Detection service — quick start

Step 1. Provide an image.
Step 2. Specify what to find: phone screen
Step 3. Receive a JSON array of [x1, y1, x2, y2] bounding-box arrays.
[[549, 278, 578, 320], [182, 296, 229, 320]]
━━━━━━
Copy the whole listing above line for line, keeping every character unchanged.

Detection service — quick start

Step 1. Provide an image.
Step 2. Specify what to find: phone screen
Step 3. Receive a JSON array of [x1, y1, x2, y2] bounding-box arrays.
[[549, 278, 578, 320], [182, 296, 229, 320]]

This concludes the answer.